# DIRECTION
Copy the lines from the line with "In this exercise you will label every instance of the standing" up to and including the line with "x=52, y=108", putting "ship hull" wherever "boat hull" occurs and leaving all else unchanged.

# DATASET EXCERPTS
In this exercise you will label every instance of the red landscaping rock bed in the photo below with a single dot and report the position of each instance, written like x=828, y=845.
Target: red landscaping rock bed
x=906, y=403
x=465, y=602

* * *

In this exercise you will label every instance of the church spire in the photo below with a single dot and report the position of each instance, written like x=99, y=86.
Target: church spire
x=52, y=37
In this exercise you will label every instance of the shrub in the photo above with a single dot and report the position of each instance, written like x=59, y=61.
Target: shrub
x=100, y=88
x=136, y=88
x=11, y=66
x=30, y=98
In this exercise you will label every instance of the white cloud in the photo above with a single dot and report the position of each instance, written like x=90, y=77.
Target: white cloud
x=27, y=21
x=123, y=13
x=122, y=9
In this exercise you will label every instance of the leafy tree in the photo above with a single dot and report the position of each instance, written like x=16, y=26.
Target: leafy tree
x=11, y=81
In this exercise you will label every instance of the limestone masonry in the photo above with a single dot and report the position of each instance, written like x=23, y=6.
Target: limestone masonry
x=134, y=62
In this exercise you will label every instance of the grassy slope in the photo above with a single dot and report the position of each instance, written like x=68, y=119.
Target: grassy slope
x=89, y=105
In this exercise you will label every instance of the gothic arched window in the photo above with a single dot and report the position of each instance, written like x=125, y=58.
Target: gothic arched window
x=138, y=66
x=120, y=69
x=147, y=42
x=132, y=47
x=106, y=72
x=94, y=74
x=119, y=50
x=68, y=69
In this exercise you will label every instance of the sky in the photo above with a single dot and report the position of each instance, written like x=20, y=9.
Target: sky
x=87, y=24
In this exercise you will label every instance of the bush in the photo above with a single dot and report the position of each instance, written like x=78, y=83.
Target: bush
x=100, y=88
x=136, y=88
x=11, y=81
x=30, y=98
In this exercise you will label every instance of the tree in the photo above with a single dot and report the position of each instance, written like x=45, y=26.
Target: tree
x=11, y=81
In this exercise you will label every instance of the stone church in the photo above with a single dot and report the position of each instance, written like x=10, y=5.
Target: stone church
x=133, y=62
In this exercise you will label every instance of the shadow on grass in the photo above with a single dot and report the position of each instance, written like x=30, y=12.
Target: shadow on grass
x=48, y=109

---

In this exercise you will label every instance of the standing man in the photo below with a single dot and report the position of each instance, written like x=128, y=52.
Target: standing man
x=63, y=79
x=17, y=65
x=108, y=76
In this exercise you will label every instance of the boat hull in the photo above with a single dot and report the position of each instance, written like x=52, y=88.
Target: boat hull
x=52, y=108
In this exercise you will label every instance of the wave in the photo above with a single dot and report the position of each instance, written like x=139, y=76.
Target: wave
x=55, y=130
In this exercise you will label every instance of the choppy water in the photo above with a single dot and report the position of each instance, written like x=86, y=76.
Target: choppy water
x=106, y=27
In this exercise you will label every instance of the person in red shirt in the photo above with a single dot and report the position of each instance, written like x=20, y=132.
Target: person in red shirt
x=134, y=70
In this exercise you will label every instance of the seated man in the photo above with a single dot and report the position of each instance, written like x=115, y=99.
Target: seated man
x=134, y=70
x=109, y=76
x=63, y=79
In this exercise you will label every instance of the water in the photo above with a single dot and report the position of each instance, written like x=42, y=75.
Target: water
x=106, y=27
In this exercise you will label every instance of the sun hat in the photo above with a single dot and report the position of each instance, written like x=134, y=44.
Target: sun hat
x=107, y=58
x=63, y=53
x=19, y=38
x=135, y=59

# CORRECT RESPONSE
In this exercise you will label every instance of the standing man in the photo below with a single dot and report the position of each instance, written like x=128, y=52.
Target: standing man
x=63, y=79
x=17, y=65
x=108, y=76
In this exercise you will label every instance of the ship hull in the photo above with a single dot and report the position of each instance, written like x=52, y=88.
Target: ship hull
x=52, y=108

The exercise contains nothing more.